[[ Source text open ]]

Their kids weren’t sucking the life out of them. Charming Hal and I often ask ourselves why we don’t do things like our parents and grandparents did – or even like we did when the kids were small. We used to go out. We used to have parties. We used to be cool. Many of our friends complain of the same social stagnation that we are experiencing. Actually, they don’t even complain really. It’s more of a matter-of-fact observation. Why? Why is Saturday night take-out-pizza night and not go-out-on-the-town night? We aren’t that old. My parents and grandparents definitely did not spend their 40’s at home every Saturday night.
I think the answer is that parenting is different now than it was for our parents and grandparents. Right or wrong we spend most of our “spare time” doing things for and with our kids – football, baseball, volleyball, cheerleading, dance, track, band. It’s exhausting. EXHAUSTING. By the weekend, we just want to be at home. In our pajamas. Watching TV. Yes, we are that lame. And we like it.
They partied with their kids. Some of my best memories growing up are of my parents’ parties. A house full of laughter, music, grown-ups talking, glasses clinking, kids running around everywhere. Sometimes all the kids were sent to a different house to stay with a babysitter, but more often than not, we were at the party. That’s not to say we were a part of the party. The kids were usually banished to a bedroom or playroom or told to go outside. But we didn’t care. It was fun. Occasionally we would make up a skit or a dance (I remember once making up a disco dance called the airplane), and we would be allowed to perform for the adults. Charming Hal and I have managed to carry on that social tradition (or at least we did until the kids got so insanely busy). So, maybe there is hope that we haven’t set a totally boring example for our kids.
They smoked and drank more. Let’s be honest. The good old day were sometimes the reckless old days. Back in my grandparents’ day people didn’t know the dangers of smoking, and there were no public service campaigns to warn them about the dire consequences of drinking and driving. I’m not suggesting that we should all light up, throw back a couple of stiff drinks and get behind the wheel. I won’t even drive if I’ve had one glass of wine. I’m just saying that my grandparents and even my parents lived in a much, much more carefree time.

[[ Source text closed ]]

Extend the piece comparing today's parents with earlier generations, picking up right after its final sentence.

[[ Raw data open ]]

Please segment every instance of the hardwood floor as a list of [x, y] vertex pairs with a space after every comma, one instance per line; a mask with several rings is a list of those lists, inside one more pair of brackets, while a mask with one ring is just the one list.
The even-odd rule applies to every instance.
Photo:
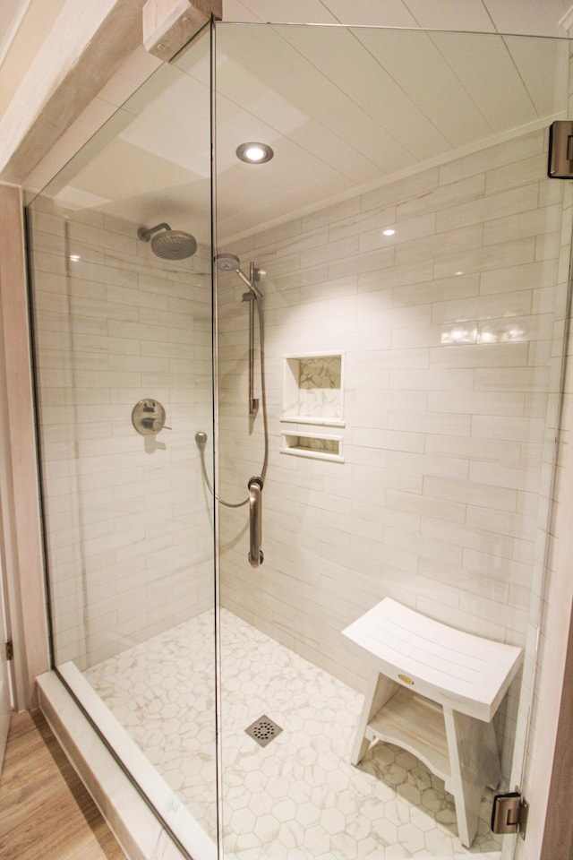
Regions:
[[12, 718], [0, 777], [0, 860], [125, 860], [39, 710]]

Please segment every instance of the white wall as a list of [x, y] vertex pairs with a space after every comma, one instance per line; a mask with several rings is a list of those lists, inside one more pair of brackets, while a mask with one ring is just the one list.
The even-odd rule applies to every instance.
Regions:
[[[213, 603], [193, 441], [212, 424], [210, 279], [193, 274], [210, 261], [159, 261], [139, 225], [47, 199], [31, 220], [56, 654], [83, 667]], [[172, 428], [157, 444], [132, 424], [148, 397]]]
[[[566, 287], [546, 145], [525, 134], [233, 249], [268, 272], [271, 443], [264, 565], [246, 562], [244, 509], [223, 512], [222, 602], [353, 686], [366, 667], [341, 631], [386, 596], [526, 643]], [[261, 421], [249, 436], [246, 311], [219, 280], [222, 488], [236, 496], [260, 469]], [[344, 463], [281, 454], [284, 357], [338, 351], [346, 426], [313, 429], [342, 435]]]

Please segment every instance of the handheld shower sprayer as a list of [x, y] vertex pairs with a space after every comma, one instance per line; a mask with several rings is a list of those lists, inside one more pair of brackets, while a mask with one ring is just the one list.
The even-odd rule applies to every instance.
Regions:
[[265, 383], [265, 361], [264, 361], [264, 325], [262, 317], [262, 294], [256, 286], [256, 281], [261, 280], [264, 272], [258, 269], [253, 262], [249, 265], [249, 277], [244, 274], [241, 269], [239, 258], [234, 254], [219, 254], [216, 256], [215, 262], [219, 271], [234, 271], [241, 280], [249, 288], [249, 293], [244, 296], [250, 299], [249, 314], [249, 415], [252, 420], [256, 417], [259, 406], [259, 400], [253, 397], [253, 377], [254, 377], [254, 305], [257, 305], [259, 314], [259, 345], [260, 345], [260, 361], [261, 361], [261, 400], [262, 403], [262, 426], [264, 434], [264, 457], [261, 476], [252, 477], [248, 484], [249, 495], [242, 502], [231, 503], [226, 502], [217, 494], [209, 480], [207, 469], [205, 467], [205, 446], [207, 444], [207, 434], [199, 430], [195, 434], [195, 443], [201, 455], [201, 466], [203, 475], [203, 480], [215, 499], [227, 508], [241, 508], [244, 504], [249, 503], [249, 523], [251, 535], [251, 549], [248, 555], [249, 563], [252, 567], [259, 567], [264, 559], [264, 555], [261, 550], [261, 491], [264, 485], [267, 473], [267, 465], [269, 462], [269, 422], [267, 418], [267, 395]]

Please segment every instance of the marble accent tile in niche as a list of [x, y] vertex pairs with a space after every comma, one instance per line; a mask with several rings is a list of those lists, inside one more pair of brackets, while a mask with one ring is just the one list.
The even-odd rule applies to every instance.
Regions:
[[[362, 696], [221, 610], [223, 833], [227, 860], [499, 860], [483, 798], [471, 850], [453, 798], [411, 753], [378, 743], [349, 763]], [[206, 831], [215, 838], [213, 614], [85, 675]], [[282, 731], [245, 734], [261, 715]]]
[[317, 419], [343, 417], [341, 355], [286, 357], [284, 415]]

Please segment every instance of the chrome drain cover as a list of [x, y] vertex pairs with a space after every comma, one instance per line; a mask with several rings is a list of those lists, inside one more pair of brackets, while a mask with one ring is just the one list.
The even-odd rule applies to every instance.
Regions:
[[255, 719], [254, 723], [252, 723], [248, 728], [245, 728], [245, 732], [251, 737], [253, 737], [261, 746], [266, 746], [267, 744], [270, 744], [274, 737], [280, 735], [282, 728], [272, 719], [269, 719], [266, 714], [263, 714], [259, 719]]

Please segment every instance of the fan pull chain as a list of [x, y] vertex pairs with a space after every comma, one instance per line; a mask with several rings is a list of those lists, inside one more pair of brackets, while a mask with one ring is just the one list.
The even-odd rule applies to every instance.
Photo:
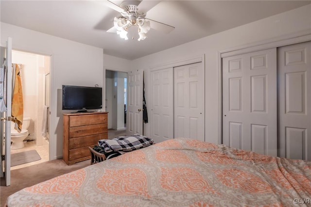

[[ Raw data closed ]]

Reply
Is there a way for us to recapture the carefree, fun-loving ways of our ancestors (without the carcinogens and boozed up driving)? Maybe not entirely. After all, I don’t see us getting less busy (or less tired) for a long time. But maybe we can make more of an effort. Dress up a little more. Go out. Have more parties. Get off the couch. Maybe.
On the other hand, maybe not. As Dave Barry points out, my grandparents’ generation was The Greatest (Party) Generation, and to be fair, after surviving the Great Depression and WWII, they deserved to blow off a little steam. But what Dave Barry fails to recognize is that that generation raised the Me Generation of the 70’s, a generation characterized by self-indulgence and self-centeredness. Maybe their parents were too busy partying to realize how their kids were turning out. (Not my parents of course. My parents are saints.)
My generation is often criticized for spending too much time worrying about our kids – for helicopter parenting. I guess time will tell how that plays out. Maybe our kids will go wild and party it up like their great grandparents as a result of our hovering. But maybe, just maybe, my generation really is just as fun as previous ones. Maybe it’s just a different kind of fun – a much more casual, cautious, exhausted kind of fun.